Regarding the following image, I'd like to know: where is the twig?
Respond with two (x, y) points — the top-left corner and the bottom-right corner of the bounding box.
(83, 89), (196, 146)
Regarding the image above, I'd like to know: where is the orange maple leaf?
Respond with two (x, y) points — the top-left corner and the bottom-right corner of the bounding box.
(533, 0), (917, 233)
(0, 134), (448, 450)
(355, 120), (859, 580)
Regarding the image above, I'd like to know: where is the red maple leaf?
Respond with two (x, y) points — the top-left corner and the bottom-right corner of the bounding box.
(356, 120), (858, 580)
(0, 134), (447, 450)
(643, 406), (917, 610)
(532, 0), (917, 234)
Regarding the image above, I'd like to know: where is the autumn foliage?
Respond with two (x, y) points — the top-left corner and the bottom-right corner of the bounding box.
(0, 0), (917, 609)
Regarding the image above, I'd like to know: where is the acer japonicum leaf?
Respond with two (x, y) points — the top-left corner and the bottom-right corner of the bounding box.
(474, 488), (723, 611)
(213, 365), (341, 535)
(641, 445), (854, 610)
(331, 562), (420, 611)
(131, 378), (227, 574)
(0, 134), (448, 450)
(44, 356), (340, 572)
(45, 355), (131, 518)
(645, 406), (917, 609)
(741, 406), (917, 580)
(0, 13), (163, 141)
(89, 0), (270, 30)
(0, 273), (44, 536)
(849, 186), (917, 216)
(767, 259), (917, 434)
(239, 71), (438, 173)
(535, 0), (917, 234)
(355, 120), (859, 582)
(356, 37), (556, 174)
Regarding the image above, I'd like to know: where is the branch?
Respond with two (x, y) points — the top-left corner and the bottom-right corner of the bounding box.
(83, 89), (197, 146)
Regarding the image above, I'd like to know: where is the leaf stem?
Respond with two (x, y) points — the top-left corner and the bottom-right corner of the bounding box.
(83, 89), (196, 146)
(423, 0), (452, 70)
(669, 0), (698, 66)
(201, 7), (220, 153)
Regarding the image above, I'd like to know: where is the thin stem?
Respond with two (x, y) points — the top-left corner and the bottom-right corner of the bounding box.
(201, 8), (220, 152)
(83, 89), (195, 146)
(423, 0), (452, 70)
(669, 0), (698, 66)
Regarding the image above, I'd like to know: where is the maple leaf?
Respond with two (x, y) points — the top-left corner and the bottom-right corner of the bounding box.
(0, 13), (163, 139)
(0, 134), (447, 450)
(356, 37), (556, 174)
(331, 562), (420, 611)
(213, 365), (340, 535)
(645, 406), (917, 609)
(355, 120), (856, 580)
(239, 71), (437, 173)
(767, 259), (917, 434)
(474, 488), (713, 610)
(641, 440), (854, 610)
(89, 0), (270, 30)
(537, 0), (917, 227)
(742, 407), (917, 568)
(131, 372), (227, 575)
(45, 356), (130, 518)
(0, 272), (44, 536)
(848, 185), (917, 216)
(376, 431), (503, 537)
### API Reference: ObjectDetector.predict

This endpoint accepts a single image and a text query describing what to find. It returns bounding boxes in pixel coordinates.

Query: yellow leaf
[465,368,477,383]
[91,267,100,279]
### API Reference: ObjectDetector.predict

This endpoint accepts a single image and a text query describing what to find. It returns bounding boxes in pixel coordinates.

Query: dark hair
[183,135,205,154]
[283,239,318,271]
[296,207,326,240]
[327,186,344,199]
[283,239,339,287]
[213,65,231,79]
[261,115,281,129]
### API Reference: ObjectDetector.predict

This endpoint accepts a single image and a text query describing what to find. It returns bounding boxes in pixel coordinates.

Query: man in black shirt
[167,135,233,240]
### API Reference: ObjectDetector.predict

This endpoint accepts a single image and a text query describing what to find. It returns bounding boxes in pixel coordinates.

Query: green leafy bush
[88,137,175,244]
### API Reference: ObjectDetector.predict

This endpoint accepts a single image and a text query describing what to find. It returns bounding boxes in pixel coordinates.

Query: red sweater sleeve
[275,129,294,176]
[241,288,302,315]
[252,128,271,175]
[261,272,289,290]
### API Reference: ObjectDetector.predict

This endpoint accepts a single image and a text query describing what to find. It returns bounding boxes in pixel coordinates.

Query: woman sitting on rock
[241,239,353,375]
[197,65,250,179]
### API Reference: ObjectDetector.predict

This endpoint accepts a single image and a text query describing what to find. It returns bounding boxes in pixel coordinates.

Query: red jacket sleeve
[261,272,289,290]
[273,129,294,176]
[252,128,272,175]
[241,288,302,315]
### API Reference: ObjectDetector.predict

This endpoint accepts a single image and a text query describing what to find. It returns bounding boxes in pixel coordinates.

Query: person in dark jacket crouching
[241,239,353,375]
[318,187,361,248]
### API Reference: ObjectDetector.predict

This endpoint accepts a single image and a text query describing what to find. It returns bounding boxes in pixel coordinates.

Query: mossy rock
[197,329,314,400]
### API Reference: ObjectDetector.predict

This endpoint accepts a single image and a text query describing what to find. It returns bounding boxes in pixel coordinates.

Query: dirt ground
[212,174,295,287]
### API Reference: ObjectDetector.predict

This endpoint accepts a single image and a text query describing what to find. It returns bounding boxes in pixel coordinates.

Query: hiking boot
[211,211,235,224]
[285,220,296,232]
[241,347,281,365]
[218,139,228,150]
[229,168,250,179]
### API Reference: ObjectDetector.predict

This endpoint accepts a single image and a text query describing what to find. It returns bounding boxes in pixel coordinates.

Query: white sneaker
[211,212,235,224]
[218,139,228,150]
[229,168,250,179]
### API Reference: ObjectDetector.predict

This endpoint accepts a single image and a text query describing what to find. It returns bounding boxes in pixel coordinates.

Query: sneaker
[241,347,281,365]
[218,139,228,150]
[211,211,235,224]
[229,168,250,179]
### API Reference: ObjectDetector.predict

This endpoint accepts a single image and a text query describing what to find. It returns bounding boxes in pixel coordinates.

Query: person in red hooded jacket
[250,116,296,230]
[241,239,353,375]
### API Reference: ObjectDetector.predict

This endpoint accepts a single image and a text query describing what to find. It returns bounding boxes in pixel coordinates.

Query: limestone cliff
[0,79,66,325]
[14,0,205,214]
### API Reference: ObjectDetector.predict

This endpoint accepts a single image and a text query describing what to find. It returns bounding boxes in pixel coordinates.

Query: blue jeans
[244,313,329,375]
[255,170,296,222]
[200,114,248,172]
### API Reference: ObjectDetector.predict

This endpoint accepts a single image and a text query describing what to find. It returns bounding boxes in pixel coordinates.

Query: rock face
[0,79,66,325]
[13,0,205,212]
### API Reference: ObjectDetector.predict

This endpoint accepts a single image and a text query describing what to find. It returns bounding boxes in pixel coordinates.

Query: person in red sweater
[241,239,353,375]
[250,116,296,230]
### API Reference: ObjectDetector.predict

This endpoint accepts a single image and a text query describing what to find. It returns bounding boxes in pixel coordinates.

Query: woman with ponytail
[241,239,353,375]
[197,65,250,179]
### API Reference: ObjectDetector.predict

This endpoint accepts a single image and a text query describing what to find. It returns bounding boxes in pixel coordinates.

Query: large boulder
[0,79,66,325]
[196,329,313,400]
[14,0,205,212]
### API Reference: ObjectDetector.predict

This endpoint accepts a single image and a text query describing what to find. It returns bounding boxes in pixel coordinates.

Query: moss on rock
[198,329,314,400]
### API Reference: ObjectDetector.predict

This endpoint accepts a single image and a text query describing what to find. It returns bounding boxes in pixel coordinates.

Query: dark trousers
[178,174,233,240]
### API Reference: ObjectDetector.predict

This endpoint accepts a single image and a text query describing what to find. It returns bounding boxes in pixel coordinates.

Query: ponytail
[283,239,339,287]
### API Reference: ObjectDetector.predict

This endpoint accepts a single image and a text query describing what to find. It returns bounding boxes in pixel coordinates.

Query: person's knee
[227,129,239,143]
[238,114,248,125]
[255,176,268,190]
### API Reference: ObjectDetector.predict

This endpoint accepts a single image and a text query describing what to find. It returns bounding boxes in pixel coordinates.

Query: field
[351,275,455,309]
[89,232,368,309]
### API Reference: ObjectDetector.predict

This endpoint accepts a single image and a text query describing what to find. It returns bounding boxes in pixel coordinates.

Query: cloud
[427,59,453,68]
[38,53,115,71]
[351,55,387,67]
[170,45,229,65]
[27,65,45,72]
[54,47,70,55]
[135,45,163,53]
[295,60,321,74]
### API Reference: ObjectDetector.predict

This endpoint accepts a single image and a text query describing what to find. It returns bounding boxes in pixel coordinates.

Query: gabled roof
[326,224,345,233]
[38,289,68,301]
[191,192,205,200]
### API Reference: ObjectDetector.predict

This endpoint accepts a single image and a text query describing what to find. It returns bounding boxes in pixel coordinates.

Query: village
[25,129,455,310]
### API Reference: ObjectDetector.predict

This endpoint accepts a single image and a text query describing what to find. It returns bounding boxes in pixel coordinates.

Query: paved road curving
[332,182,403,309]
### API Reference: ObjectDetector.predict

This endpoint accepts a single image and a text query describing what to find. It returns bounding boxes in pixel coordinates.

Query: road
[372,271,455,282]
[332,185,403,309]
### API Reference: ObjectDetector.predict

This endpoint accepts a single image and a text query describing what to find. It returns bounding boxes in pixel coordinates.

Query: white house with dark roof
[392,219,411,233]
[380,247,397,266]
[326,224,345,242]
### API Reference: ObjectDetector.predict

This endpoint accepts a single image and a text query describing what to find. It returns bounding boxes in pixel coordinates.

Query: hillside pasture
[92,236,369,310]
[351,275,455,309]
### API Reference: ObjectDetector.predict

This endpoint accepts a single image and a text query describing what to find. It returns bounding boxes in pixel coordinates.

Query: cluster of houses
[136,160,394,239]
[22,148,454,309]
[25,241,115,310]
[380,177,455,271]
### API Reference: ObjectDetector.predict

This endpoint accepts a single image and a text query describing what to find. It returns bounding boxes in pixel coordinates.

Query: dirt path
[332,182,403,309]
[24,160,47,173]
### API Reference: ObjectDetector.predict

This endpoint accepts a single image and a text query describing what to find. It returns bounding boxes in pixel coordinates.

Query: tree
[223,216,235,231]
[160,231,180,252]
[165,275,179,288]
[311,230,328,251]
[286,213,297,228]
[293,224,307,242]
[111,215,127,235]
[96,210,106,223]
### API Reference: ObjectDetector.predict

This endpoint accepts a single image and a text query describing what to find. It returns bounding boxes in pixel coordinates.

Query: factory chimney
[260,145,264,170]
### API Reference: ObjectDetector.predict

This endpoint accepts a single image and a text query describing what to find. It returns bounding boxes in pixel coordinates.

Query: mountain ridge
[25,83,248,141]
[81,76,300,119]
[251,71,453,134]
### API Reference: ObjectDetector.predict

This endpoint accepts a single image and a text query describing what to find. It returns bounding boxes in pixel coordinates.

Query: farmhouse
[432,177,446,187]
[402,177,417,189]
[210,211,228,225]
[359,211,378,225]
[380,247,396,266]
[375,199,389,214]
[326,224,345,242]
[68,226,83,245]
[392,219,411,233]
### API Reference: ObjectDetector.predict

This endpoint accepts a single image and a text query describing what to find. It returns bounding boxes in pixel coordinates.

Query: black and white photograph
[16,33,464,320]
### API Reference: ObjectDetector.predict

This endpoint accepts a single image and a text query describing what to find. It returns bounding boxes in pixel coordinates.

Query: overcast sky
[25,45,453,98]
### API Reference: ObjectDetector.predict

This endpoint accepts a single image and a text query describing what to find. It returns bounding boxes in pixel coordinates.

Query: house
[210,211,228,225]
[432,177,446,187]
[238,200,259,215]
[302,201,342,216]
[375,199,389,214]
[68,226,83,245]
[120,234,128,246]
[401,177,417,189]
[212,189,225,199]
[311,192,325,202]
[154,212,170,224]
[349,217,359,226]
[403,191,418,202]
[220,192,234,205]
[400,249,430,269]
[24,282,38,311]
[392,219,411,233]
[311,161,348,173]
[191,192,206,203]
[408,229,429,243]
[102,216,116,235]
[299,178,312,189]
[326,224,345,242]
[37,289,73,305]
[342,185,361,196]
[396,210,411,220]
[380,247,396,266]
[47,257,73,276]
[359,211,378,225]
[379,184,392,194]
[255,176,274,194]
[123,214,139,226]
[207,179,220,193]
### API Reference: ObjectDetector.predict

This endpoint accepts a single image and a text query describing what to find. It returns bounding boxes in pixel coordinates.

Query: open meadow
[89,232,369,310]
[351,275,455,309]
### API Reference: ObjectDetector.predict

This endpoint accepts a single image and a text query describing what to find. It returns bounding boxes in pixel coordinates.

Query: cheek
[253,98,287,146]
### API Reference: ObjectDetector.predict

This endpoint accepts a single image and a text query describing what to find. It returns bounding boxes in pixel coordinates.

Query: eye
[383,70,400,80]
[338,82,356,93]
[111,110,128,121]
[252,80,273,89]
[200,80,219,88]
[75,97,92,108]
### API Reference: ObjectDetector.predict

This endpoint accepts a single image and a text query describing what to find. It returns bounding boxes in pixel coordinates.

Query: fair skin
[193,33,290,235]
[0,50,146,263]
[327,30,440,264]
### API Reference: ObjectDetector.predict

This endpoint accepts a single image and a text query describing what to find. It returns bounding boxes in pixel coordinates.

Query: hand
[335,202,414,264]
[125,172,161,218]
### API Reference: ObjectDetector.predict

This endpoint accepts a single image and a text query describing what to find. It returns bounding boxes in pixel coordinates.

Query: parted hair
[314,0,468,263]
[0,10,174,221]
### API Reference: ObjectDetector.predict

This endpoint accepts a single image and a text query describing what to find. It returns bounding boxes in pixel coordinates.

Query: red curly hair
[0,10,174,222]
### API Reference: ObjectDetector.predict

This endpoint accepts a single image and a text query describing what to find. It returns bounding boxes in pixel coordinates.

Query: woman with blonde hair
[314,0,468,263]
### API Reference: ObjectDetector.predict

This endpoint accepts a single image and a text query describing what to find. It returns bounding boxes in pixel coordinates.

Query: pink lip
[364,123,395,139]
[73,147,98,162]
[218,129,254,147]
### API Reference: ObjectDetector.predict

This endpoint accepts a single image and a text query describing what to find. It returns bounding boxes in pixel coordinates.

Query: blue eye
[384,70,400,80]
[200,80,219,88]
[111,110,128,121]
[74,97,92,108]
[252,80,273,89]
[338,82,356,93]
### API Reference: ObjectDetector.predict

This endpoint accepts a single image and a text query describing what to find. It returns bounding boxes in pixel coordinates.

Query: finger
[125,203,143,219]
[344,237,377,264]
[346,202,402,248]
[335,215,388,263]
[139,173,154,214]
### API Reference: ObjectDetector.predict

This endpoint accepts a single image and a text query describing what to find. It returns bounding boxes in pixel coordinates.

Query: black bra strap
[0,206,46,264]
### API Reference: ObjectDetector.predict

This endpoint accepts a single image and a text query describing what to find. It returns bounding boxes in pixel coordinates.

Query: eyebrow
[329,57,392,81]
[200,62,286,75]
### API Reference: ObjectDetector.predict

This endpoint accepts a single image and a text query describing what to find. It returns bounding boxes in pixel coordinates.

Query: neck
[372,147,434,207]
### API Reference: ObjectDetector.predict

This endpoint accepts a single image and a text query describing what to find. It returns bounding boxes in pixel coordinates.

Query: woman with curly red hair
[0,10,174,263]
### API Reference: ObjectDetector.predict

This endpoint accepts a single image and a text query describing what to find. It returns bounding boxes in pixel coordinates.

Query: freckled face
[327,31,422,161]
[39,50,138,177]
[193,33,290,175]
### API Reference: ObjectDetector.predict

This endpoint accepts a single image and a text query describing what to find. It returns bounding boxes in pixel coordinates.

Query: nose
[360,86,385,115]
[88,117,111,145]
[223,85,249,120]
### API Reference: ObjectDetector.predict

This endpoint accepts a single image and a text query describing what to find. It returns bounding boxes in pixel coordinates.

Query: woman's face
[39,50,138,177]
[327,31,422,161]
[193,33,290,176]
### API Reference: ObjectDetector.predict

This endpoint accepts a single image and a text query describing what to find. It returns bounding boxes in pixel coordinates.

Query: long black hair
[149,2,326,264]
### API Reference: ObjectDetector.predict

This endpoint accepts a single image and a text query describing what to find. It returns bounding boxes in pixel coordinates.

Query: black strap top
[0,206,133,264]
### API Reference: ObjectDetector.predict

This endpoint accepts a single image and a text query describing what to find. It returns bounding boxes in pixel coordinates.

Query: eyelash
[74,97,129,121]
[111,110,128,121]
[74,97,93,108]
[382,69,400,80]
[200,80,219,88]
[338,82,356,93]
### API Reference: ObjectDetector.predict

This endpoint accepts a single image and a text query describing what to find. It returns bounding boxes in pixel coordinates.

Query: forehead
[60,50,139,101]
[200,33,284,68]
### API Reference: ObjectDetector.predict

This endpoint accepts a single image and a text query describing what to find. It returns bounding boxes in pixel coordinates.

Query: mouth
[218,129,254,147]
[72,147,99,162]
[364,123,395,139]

====================

*Task instructions*.
Format the stretch from the start of the rows through the line containing "(355, 120), (859, 580)" as a Markdown table with the columns Number and Text, giving each line its own numbered entry and leaving out any blank lines.

*Exercise result*.
| Number | Text |
|---|---|
| 1 | Regarding the following image, I'd like to know: where is the twig? |
| 2 | Respond with two (x, y) points — the top-left corner and the bottom-right corner of the bounding box. |
| 3 | (83, 89), (196, 146) |
| 4 | Regarding the image above, I'd like to know: where is the orange maple leaf? |
| 5 | Respond with two (x, y) points — the top-left corner and the bottom-right corner of the bounding box. |
| 6 | (533, 0), (917, 233) |
| 7 | (0, 134), (448, 450) |
| 8 | (355, 120), (859, 580) |